Work instructions:
(a) Reproduce the portion of the streaming multiprocessor passage starting with "Combining data cache" and going on through "frequently reused data.".
(b) According to the streaming multiprocessor passage, which unit assigns and distributes blocks of threads directly to the DPCs in the general purpose parallel computation configuration?
(c) Continue the streaming multiprocessor passage, picking up after its final sentence.

** Start Quoted passage **

Combining data cache and shared memory functionality into a single memory block provides the best overall performance for both types of memory accesses. The capacity is usable as a cache by programs that do not use shared memory. For example, if shared memory is configured to use half of the capacity, texture and load/store operations can use the remaining capacity. Integration within the shared memory/L1 cache 1270 enables the shared memory/L1 cache 1270 to function as a high-throughput conduit for streaming data while simultaneously providing high-bandwidth and low-latency access to frequently reused data.

In the context of this disclosure, an SM or “streaming multiprocessor” means a processor architected as described in USP7,447,873 to Nordquist including improvements thereto and advancements thereof, and as implemented for example in many generations of NVIDIA GPUs. For example, an SM may comprise a plurality of processing engines or cores configured to concurrently execute a plurality of threads arranged in a plurality of single-instruction, multiple-data (SIMD) groups (e.g., warps), wherein each of the threads in a same one of the SIMD groups executes a same data processing program comprising a sequence of instructions on a different input object, and different threads in the same one of the SIMD group are executed using different ones of the processing engines or cores. An SM may typically also provide (a) a local register file having plural lanes, wherein each processing engine or core is configured to access a different subset of the lanes; and instruction issue logic configured to select one of the SIMD groups and to issue one of the instructions of the same data processing program to each of the plurality of processing engines in parallel, wherein each processing engine executes the same instruction in parallel with each other processing engine using the subset of the local register file lanes accessible thereto. An SM typically further includes core interface logic configured to initiate execution of one or more SIMD groups. As shown in the figures, such SMs have been constructed to provide fast local shared memory enabling data sharing/reuse and synchronization between all threads of a CTA executing on the SM.

When configured for general purpose parallel computation, a simpler configuration can be used compared with graphics processing. Specifically, the fixed function graphics processing units shown in FIG. 11A, are bypassed, creating a much simpler programming model. In the general purpose parallel computation configuration, the work distribution unit 1025 assigns and distributes blocks of threads directly to the DPCs 1120. The threads in a block execute the same program, using a unique thread ID in the calculation to ensure each thread generates unique results, using the SM 1140 to execute the program and perform calculations, shared memory/L1 cache 1270 to communicate between threads, and the LSU 1254 to read and write global memory through the shared memory/L1 cache 1270 and the memory partition unit 1080. When configured for general purpose parallel computation, the SM 1140 can also write commands that the scheduler unit 1020 can use to launch new work on the DPCs 1120.

** End Quoted passage **
** Start Information given **

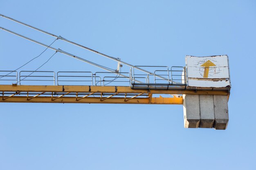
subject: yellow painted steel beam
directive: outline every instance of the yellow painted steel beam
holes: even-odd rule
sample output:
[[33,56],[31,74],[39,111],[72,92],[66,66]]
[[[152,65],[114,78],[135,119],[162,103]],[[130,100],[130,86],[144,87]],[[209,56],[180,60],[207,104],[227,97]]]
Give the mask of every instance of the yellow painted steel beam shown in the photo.
[[0,92],[75,92],[186,95],[228,95],[227,91],[133,89],[129,86],[0,85]]
[[[32,96],[31,96],[32,97]],[[52,100],[51,97],[37,96],[27,99],[27,96],[12,96],[3,100],[0,99],[0,102],[13,103],[98,103],[98,104],[182,104],[183,99],[181,97],[135,97],[132,99],[124,97],[87,97],[76,99],[76,97],[63,97]]]

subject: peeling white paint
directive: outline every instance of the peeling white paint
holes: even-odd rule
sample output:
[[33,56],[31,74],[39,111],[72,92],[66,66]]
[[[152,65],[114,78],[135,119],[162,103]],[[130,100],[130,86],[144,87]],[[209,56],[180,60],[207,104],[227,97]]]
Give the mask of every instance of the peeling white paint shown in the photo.
[[[210,65],[206,66],[204,63],[207,62]],[[224,87],[230,85],[227,55],[202,57],[187,55],[186,64],[188,86]]]

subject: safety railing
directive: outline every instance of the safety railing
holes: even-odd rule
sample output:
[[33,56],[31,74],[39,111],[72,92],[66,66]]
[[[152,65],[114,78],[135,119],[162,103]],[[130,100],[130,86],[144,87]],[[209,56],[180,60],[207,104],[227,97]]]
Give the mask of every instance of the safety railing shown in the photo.
[[[21,71],[19,76],[20,85],[24,82],[36,82],[32,83],[35,85],[55,85],[55,73],[54,71]],[[43,83],[38,83],[39,82]]]
[[[121,74],[124,76],[120,76]],[[97,77],[103,77],[102,80],[97,81]],[[115,82],[115,86],[130,86],[131,75],[127,72],[96,72],[94,77],[95,86],[99,86],[99,84],[101,82],[103,86],[111,86],[113,85],[112,83]]]
[[185,76],[183,67],[173,66],[171,68],[171,78],[172,82],[184,83]]
[[[151,74],[145,73],[138,68],[151,70]],[[164,70],[163,68],[164,69]],[[169,69],[167,66],[135,66],[132,68],[132,83],[136,83],[137,80],[136,77],[143,77],[147,79],[148,84],[159,83],[159,81],[164,81],[165,83],[168,83]]]
[[0,71],[0,84],[18,83],[18,72],[16,71]]
[[[139,68],[140,70],[138,69]],[[149,69],[148,68],[149,68]],[[141,71],[146,69],[150,73]],[[130,86],[132,88],[167,89],[186,85],[183,67],[136,66],[128,72],[0,71],[0,84]],[[183,88],[183,87],[182,87]]]
[[87,71],[59,71],[57,73],[57,84],[93,86],[93,75]]

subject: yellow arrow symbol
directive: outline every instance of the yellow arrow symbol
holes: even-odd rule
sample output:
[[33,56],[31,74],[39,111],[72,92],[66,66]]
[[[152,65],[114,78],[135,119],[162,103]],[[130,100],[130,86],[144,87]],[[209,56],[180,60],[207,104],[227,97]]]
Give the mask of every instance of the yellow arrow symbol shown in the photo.
[[204,67],[204,78],[208,78],[209,74],[209,68],[211,66],[216,66],[212,62],[208,60],[201,65],[201,67]]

** End Information given **

Answer list:
(a)
Combining data cache and shared memory functionality into a single memory block provides the best overall performance for both types of memory accesses. The capacity is usable as a cache by programs that do not use shared memory. For example, if shared memory is configured to use half of the capacity, texture and load/store operations can use the remaining capacity. Integration within the shared memory/L1 cache 1270 enables the shared memory/L1 cache 1270 to function as a high-throughput conduit for streaming data while simultaneously providing high-bandwidth and low-latency access to frequently reused data.

(b) The work distribution unit 1025.

(c)
The PPU 1000 may be included in a desktop computer, a laptop computer, a tablet computer, servers, supercomputers, a smart-phone (e.g., a wireless, hand-held device), personal digital assistant (PDA), a digital camera, a vehicle, a head mounted display, a hand-held electronic device, and the like. In an embodiment, the PPU 1000 is embodied on a single semiconductor substrate. In another embodiment, the PPU 1000 is included in a system-on-a-chip (SoC) along with one or more other devices such as additional PPUs 1000, the memory 1004, a reduced instruction set computer (RISC) CPU, a memory management unit (MMU), a digital-to-analog converter (DAC), and the like.

In an embodiment, the PPU 1000 may be included on a graphics card that includes one or more memory devices 1004. The graphics card may be configured to interface with a PCIe slot on a motherboard of a desktop computer. In yet another embodiment, the PPU 1000 may be an integrated graphics processing unit (iGPU) or parallel processor included in the chipset of the motherboard.

Exemplary Computing System

Systems with multiple GPUs and CPUs are used in a variety of industries as developers expose and leverage more parallelism in applications such as artificial intelligence computing. High-performance GPU-accelerated systems with tens to many thousands of compute nodes are deployed in data centers, research facilities, and supercomputers to solve ever larger problems. As the number of processing devices within the high-performance systems increases, the communication and data transfer mechanisms need to scale to support the increased bandwidth.

FIG. 13A is a conceptual diagram of a processing system 1300 implemented using the PPU 1000 of FIG. 10, in accordance with an embodiment. The exemplary system 1300 may be configured to implement the methods disclosed in this application (e.g., the TMAU in FIGS. 1, 2, 6 or 11A). The processing system 1300 includes a CPU 1330, switch 1355, and multiple PPUs 1000 each and respective memories 1004. The NVLink 1010 provides high-speed communication links between each of the PPUs 1000. Although a particular number of NVLink 1010 and interconnect 1002 connections are illustrated in FIG. 13A, the number of connections to each PPU 1000 and the CPU 1330 may vary. The switch 1355 interfaces between the interconnect 1002 and the CPU 1330. The PPUs 1000, memories 1004, and NVLinks 1010 may be situated on a single semiconductor platform to form a parallel processing module 1325. In an embodiment, the switch 1355 supports two or more protocols to interface between various different connections and/or links.

In another embodiment (not shown), the NVLink 1010 provides one or more high-speed communication links between each of the PPUs 1000 and the CPU 1330 and the switch 1355 interfaces between the interconnect 1002 and each of the PPUs 1000. The PPUs 1000, memories 1004, and interconnect 1002 may be situated on a single semiconductor platform to form a parallel processing module 1325. In yet another embodiment (not shown), the interconnect 1002 provides one or more communication links between each of the PPUs 1000 and the CPU 1330 and the switch 1355 interfaces between each of the PPUs 1000 using the NVLink 1010 to provide one or more high-speed communication links between the PPUs 1000. In another embodiment (not shown), the NVLink 1010 provides one or more high-speed communication links between the PPUs 1000 and the CPU 1330 through the switch 1355. In yet another embodiment (not shown), the interconnect 1002 provides one or more communication links between each of the PPUs 1000 directly. One or more of the NVLink 1010 high-speed communication links may be implemented as a physical NVLink interconnect or either an on-chip or on-die interconnect using the same protocol as the NVLink 1010.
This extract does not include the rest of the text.